● **Stored dataset items**
--- begin ---

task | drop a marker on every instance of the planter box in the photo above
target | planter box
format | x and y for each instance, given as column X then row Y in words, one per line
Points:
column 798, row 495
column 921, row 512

--- end ---

● **REQUEST**
Please substitute "flower container" for "planter box" everywhere it occurs in the entries, and write the entries out again with nothing else altered.

● **COMPLETE OUTPUT**
task | drop a marker on every instance of the flower container in the photo above
target | flower container
format | x and y for each instance, given as column X then row Y in words, one per line
Points:
column 798, row 495
column 921, row 512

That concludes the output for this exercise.